> _Given entries_
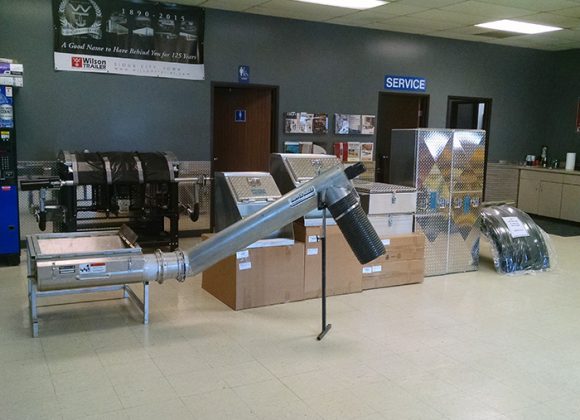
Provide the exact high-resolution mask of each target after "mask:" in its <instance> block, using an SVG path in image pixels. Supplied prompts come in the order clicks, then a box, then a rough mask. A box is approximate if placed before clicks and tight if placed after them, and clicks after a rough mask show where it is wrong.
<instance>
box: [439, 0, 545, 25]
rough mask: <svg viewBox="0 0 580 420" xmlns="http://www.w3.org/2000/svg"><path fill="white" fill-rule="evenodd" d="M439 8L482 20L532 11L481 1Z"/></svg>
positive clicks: (507, 17)
mask: <svg viewBox="0 0 580 420" xmlns="http://www.w3.org/2000/svg"><path fill="white" fill-rule="evenodd" d="M441 10H445V11H450V12H457V13H465V14H468V15H476V16H481V17H482V19H483V20H487V19H490V20H493V19H509V18H513V17H518V16H525V15H530V14H532V13H533V11H530V10H525V9H516V8H514V7H504V6H497V5H494V4H489V3H483V2H481V1H471V0H470V1H466V2H463V3H458V4H454V5H452V6H446V7H443V8H442V9H441Z"/></svg>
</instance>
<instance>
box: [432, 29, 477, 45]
mask: <svg viewBox="0 0 580 420" xmlns="http://www.w3.org/2000/svg"><path fill="white" fill-rule="evenodd" d="M428 35H429V36H436V37H439V38H451V39H460V40H462V41H475V42H481V41H482V40H481V37H479V36H477V35H470V34H461V33H457V32H451V31H434V32H429V33H428Z"/></svg>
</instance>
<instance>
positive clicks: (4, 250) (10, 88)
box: [0, 62, 22, 265]
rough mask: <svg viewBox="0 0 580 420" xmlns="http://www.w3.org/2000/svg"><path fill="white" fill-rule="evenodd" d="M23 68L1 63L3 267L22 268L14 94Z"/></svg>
mask: <svg viewBox="0 0 580 420" xmlns="http://www.w3.org/2000/svg"><path fill="white" fill-rule="evenodd" d="M21 85H22V65H14V64H12V63H4V62H0V264H9V265H18V264H20V225H19V218H18V174H17V160H16V131H15V123H14V93H15V91H16V89H17V88H18V87H19V86H21Z"/></svg>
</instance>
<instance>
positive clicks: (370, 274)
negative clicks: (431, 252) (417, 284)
mask: <svg viewBox="0 0 580 420" xmlns="http://www.w3.org/2000/svg"><path fill="white" fill-rule="evenodd" d="M383 243H384V244H385V251H386V254H385V255H383V256H381V257H379V258H377V259H376V260H374V261H372V262H370V263H368V264H365V265H363V266H362V270H361V271H362V287H363V289H364V290H367V289H376V288H379V287H390V286H400V285H403V284H410V283H421V282H423V279H424V277H425V236H424V235H423V234H422V233H414V234H411V235H402V236H394V237H391V238H389V239H383Z"/></svg>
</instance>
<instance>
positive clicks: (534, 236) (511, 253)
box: [480, 205, 554, 274]
mask: <svg viewBox="0 0 580 420" xmlns="http://www.w3.org/2000/svg"><path fill="white" fill-rule="evenodd" d="M480 228H481V232H482V233H483V235H484V236H485V237H486V238H487V239H488V240H489V242H490V243H491V248H492V254H493V262H494V265H495V269H496V270H497V272H499V273H503V274H521V273H533V272H537V271H546V270H548V269H549V268H551V265H552V264H553V261H554V255H553V246H552V244H551V241H550V237H549V236H548V234H546V232H544V231H543V230H542V229H541V228H540V227H539V226H538V225H537V224H536V223H535V222H534V221H533V220H532V218H531V217H530V216H529V215H528V214H527V213H524V212H523V211H521V210H519V209H517V208H515V207H511V206H508V205H503V206H491V207H485V208H483V209H482V211H481V218H480Z"/></svg>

> _Task prompt_
Collect each line from the records above that contains the word "positive". Case matters.

> _Reply_
positive clicks: (507, 17)
positive clicks: (4, 250) (10, 88)
positive clicks: (370, 274)
positive clicks: (534, 236) (511, 253)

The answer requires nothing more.